::: GIVEN DATA :::

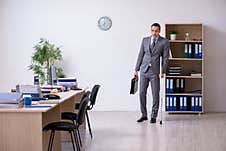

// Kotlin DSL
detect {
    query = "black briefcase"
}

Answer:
[130,77,138,94]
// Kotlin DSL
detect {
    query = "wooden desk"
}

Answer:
[0,91,84,151]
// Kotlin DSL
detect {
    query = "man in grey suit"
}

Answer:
[134,23,169,123]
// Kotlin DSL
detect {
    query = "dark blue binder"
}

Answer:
[198,44,202,58]
[166,96,169,111]
[191,96,195,111]
[194,44,199,58]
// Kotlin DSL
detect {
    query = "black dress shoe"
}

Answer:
[150,118,156,123]
[137,117,148,123]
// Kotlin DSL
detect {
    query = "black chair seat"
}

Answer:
[43,121,76,131]
[61,112,78,121]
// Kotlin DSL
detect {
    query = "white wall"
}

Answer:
[0,0,226,111]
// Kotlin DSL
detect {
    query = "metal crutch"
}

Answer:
[159,73,165,125]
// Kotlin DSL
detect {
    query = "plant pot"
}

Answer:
[170,34,177,40]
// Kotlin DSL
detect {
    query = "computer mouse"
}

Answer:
[43,94,60,100]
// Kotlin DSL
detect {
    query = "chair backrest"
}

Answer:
[76,97,89,125]
[81,91,90,101]
[90,85,100,108]
[75,91,90,110]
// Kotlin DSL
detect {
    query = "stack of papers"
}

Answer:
[57,77,78,87]
[16,85,42,100]
[0,93,23,108]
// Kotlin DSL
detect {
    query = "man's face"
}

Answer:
[151,26,160,37]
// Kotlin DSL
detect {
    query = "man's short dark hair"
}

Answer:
[151,23,161,31]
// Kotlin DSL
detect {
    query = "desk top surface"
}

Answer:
[0,90,83,113]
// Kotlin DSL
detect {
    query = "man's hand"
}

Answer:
[159,73,166,78]
[134,71,138,77]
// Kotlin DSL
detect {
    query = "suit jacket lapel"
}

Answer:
[152,36,162,53]
[147,36,152,53]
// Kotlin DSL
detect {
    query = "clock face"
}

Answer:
[98,16,112,31]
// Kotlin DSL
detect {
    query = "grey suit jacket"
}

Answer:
[135,36,169,74]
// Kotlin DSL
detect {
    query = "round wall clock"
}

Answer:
[98,16,112,31]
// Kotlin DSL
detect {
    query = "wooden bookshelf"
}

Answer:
[165,23,205,114]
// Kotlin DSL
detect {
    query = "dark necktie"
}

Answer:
[150,38,156,51]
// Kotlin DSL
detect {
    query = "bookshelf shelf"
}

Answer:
[165,23,204,114]
[166,75,203,79]
[169,40,203,43]
[166,111,203,114]
[166,93,202,96]
[169,58,203,61]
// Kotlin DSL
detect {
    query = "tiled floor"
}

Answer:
[62,112,226,151]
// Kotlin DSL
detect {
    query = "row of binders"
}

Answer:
[166,96,202,111]
[184,43,202,58]
[166,78,185,93]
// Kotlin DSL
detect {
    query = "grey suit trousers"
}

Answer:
[139,67,160,118]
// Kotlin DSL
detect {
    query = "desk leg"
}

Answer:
[60,92,84,142]
[42,105,61,151]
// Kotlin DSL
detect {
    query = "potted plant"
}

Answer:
[29,38,64,84]
[169,30,177,40]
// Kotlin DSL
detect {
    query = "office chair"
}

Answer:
[43,97,89,151]
[61,91,90,147]
[61,85,100,139]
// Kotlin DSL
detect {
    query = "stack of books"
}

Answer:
[184,43,202,58]
[0,93,23,108]
[168,66,182,75]
[166,96,202,112]
[189,71,202,77]
[41,85,64,94]
[166,78,185,93]
[57,77,78,90]
[16,85,43,101]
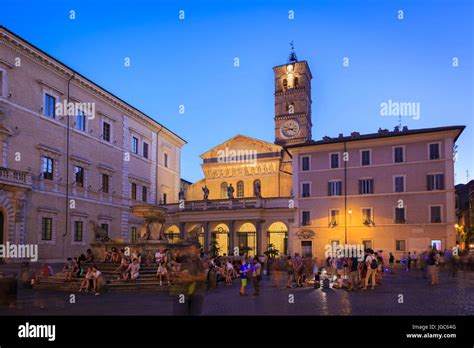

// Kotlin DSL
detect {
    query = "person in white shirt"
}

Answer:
[363,249,378,290]
[92,265,102,295]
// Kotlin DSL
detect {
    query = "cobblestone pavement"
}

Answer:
[0,270,474,316]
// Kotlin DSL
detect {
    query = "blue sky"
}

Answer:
[0,0,474,182]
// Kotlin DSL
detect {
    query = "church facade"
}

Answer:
[167,53,464,259]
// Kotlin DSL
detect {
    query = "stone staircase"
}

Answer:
[34,263,176,292]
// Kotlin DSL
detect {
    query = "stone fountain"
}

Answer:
[91,205,190,260]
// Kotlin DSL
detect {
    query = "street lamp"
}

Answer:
[344,208,352,244]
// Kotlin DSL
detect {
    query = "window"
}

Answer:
[142,186,147,204]
[221,181,227,199]
[301,156,309,171]
[362,239,372,250]
[0,70,6,97]
[102,122,111,142]
[328,181,342,196]
[253,179,262,196]
[362,208,372,225]
[132,137,138,155]
[130,227,137,243]
[76,111,86,132]
[301,211,311,226]
[430,205,441,223]
[360,150,370,166]
[395,240,406,251]
[74,221,84,242]
[237,181,244,198]
[395,207,406,224]
[301,240,313,258]
[431,239,442,251]
[393,146,405,163]
[429,143,440,160]
[43,93,56,118]
[100,224,109,236]
[301,182,311,197]
[102,174,109,193]
[41,218,53,240]
[329,209,339,226]
[330,153,339,168]
[359,179,374,195]
[74,166,84,187]
[393,176,405,192]
[426,174,444,191]
[41,157,54,180]
[143,143,148,158]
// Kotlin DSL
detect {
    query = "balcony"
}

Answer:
[0,167,32,188]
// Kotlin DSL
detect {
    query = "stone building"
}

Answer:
[0,27,185,260]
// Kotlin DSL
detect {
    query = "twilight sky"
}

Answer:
[0,0,474,183]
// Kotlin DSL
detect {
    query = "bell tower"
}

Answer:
[273,43,313,146]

:::

## GIVEN PROBLEM
Find every line in the records above that contains the string "grey" and copy each one. Case counts.

## TASK RESPONSE
    query = "man in grey suit"
    query = "grey suit jacket"
    query = "grey suit trousers"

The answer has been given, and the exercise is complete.